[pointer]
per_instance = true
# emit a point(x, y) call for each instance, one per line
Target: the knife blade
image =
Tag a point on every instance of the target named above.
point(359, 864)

§ WHAT THIS TASK INVOLVES:
Put every line of the listing above into a JSON list of strings, one string per line, and omit any blank lines.

§ CORRECT RESPONSE:
[
  "[pointer]",
  "per_instance = true",
  "# emit a point(x, y) call for each instance, one per line",
  "Target: the knife blade",
  "image =",
  "Tag a point on every instance of the target named above.",
  "point(359, 864)"
]